**What to produce:** Please change every "fallen stone" to "loose rock" in the rows from the start through the line containing "column 256, row 622", and copy everything else in that span unchanged.

**Provided records:**

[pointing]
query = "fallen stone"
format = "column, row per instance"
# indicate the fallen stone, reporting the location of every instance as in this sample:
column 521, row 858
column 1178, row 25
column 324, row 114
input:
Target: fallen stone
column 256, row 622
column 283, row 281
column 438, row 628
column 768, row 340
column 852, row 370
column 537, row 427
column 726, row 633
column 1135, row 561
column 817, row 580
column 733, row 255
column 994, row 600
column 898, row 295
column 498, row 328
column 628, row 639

**Task response:**
[pointing]
query = "loose rock"
format = "column, row per instance"
# indicate the loose rock, reporting the location of every instance as in this sample:
column 521, row 858
column 1178, row 25
column 324, row 114
input:
Target: loose rock
column 256, row 622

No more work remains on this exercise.